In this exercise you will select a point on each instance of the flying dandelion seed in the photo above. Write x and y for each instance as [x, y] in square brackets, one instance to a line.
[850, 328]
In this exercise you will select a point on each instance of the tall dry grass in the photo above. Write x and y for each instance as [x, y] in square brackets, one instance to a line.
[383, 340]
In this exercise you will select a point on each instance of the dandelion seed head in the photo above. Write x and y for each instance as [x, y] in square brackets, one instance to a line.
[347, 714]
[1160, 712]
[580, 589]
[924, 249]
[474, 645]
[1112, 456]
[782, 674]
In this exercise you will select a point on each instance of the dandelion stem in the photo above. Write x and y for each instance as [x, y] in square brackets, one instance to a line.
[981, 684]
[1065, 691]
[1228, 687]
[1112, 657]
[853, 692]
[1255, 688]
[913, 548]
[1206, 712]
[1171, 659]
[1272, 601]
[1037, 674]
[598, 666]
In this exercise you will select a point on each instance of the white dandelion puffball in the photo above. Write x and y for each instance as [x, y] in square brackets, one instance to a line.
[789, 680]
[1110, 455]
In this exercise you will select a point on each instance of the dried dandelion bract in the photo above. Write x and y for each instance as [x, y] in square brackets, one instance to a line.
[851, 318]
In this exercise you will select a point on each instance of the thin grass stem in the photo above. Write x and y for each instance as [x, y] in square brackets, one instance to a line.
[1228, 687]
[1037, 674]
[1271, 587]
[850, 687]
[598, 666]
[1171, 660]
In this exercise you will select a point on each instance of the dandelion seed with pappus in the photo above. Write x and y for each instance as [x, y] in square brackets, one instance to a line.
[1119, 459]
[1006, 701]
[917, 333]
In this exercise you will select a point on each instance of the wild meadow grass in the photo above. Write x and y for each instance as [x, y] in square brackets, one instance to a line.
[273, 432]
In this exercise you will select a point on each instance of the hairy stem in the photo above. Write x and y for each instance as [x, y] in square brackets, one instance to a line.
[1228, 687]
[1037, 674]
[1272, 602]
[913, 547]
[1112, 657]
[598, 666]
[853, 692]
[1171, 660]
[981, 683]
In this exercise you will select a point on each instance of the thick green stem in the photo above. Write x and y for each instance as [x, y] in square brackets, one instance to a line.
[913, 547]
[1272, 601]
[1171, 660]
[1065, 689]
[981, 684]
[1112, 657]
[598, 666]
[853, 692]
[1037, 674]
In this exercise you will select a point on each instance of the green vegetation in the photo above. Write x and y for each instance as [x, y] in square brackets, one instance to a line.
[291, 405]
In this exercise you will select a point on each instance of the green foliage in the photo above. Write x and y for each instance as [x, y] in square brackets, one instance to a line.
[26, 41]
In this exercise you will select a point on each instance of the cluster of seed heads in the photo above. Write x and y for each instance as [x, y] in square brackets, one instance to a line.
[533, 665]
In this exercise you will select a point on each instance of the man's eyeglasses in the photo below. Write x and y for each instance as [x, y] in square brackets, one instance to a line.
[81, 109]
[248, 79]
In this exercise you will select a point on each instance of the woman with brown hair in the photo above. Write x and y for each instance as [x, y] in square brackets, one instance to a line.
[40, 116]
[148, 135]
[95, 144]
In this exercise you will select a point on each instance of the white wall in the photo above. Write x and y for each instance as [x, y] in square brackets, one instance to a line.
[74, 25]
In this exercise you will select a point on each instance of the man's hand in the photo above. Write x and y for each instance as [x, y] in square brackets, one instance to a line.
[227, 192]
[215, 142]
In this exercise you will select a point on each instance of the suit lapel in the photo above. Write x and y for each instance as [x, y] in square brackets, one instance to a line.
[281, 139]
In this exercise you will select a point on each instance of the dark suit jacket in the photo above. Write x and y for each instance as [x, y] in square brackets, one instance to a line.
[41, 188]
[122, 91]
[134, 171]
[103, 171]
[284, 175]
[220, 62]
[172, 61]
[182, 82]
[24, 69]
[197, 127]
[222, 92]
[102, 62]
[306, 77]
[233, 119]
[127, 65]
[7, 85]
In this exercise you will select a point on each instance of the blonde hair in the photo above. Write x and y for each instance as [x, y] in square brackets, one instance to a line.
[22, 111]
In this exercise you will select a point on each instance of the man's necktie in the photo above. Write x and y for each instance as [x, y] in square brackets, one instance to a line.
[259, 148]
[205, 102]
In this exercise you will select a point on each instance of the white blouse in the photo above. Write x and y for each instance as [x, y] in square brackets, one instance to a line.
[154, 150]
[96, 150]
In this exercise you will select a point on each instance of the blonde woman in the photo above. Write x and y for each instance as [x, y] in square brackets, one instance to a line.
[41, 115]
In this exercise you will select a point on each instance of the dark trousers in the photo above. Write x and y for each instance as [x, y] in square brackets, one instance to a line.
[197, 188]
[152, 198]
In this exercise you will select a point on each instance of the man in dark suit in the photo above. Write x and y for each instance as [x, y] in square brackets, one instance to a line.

▸ **How to complete this task**: Output each line of the entries exactly, so that nothing is lost.

▸ **Exercise answer**:
In this exercise you will select a point on each instance of the flying dandelion seed in the photo above. Write x and y for each instance as [x, y] in square brackets, one instance to a line.
[850, 328]
In this exercise you will select a point on each instance of the tall dry grass in the photo above. Write x and y for each instance as [x, y] in square brackets, one instance to a line.
[383, 340]
In this exercise you will select a point on each instance of the dandelion seed head in the photo above. Write x and y for each instance as [x, y] in square brackets, one instance to a line.
[347, 714]
[1160, 712]
[580, 589]
[924, 249]
[474, 645]
[1112, 456]
[782, 674]
In this exercise you will select a point on each instance of the dandelion stem in the photo above. Write x and y for each instance as [x, y] in square brackets, one instance to a line.
[981, 684]
[1065, 691]
[1228, 687]
[1112, 657]
[853, 692]
[1255, 688]
[913, 548]
[1206, 712]
[1171, 659]
[1272, 601]
[1037, 674]
[598, 666]
In this exercise you will select a point on each instance of the white dandelion puffball in the photo above. Write x and y for each instance as [x, y] in square brackets, one instance to a line.
[789, 680]
[1110, 455]
In this exercise you will select a point on each instance of the dried dandelion bract in the photo above. Write x and y for each instance as [x, y] in square brackets, one instance to a line.
[851, 318]
In this exercise you will select a point on each instance of the thin grass stem in the photo above. Write x and y for each instance as [x, y] in square brackets, one instance to a line.
[1228, 687]
[1037, 674]
[1271, 587]
[850, 687]
[598, 666]
[1171, 660]
In this exercise you will select a point on each instance of the dandelion seed with pappus in the photo above. Write x and y for each instance as [x, y] in square brackets, one instance to a line.
[1119, 459]
[1006, 701]
[917, 333]
In this exercise you will select a point on each instance of the wild meadow grass in the photo above. Write x and y for each instance as [x, y] in square brackets, one instance to a line.
[273, 432]
In this exercise you will select a point on each instance of the hairy stem in the photo above. Write x and y for each instance as [x, y] in square brackets, one instance to a line.
[1228, 687]
[1037, 674]
[1272, 602]
[913, 547]
[1112, 657]
[598, 666]
[853, 692]
[1171, 660]
[981, 683]
In this exercise you will select a point on each instance of the thick green stem in the photo above. Write x and y for each instance as [x, y] in square brackets, one instance to a line.
[913, 547]
[1272, 601]
[1171, 660]
[1065, 689]
[981, 684]
[1112, 657]
[598, 666]
[853, 692]
[1037, 674]
In this exercise you will select a point on each instance of the green vegetation in the photo above. Write x and y for each instance as [x, y] in square brackets, one instance to a line.
[291, 405]
In this exercise you will select a point on each instance of the green foliage in the photo above. Write x and y for each instance as [x, y] in square brackets, one instance to a line.
[26, 41]
In this exercise you will select a point on each instance of the cluster of seed heads in the photo above. Write x and y for each instance as [x, y] in square brackets, one instance to a line.
[533, 665]
In this exercise you will select a point on each instance of the man's eyeglasses in the photo below. Write x and y for each instance as [x, y] in square brackets, one instance to a line.
[81, 109]
[248, 79]
In this exercise you will select a point on each instance of the woman with brown hair in the photo above. Write x and y for each instance as [x, y] in square brackets, one instance to a line.
[40, 116]
[148, 135]
[95, 144]
In this exercise you will select a point on each instance of the white wall in the photo above. Write x and y for each instance as [x, y] in square brackets, one instance to a line.
[74, 25]
In this exercise you will select a point on each instance of the man's hand in the photo above. Write x and y for each instance as [x, y] in square brackets, one instance to a line.
[227, 192]
[215, 142]
In this exercise you will select a point on each instance of the suit lapel in the photo above. Write x and y for each instance as [x, y] in square brackets, one instance to a line.
[281, 139]
In this exercise you will select a point on each instance of the dark suit jacket in the photo above. Write x and y for each instance as [x, y] in square brackets, one instance to a line.
[41, 188]
[122, 91]
[134, 171]
[103, 171]
[284, 175]
[220, 62]
[172, 61]
[182, 82]
[24, 69]
[197, 127]
[222, 92]
[102, 62]
[306, 77]
[233, 119]
[127, 65]
[7, 85]
In this exercise you will select a point on each instance of the blonde hair in the photo above. Write x and y for each instance as [x, y] in square brackets, one instance to a line.
[22, 111]
In this exercise you will select a point on each instance of the man's necktie in the photo above. Write x and y for each instance as [x, y] in square brackets, one instance to a line.
[259, 148]
[205, 102]
In this exercise you will select a point on each instance of the white blouse in the photo above. Write x and y for each instance as [x, y] in square brackets, one instance to a line.
[154, 150]
[96, 150]
In this exercise you will select a point on each instance of the blonde woman in the photo above. Write x and y for each instance as [x, y] in square brackets, one instance to a line.
[41, 115]
In this exercise you will select a point on each instance of the dark trousers in the photo above. Write x and y for each instance as [x, y] in square brackets, one instance to a line.
[197, 188]
[152, 198]
In this exercise you will select a point on each instance of the man in dark suit in the photo above. Write x and y for each instance as [x, y] in square brackets, one instance to a line.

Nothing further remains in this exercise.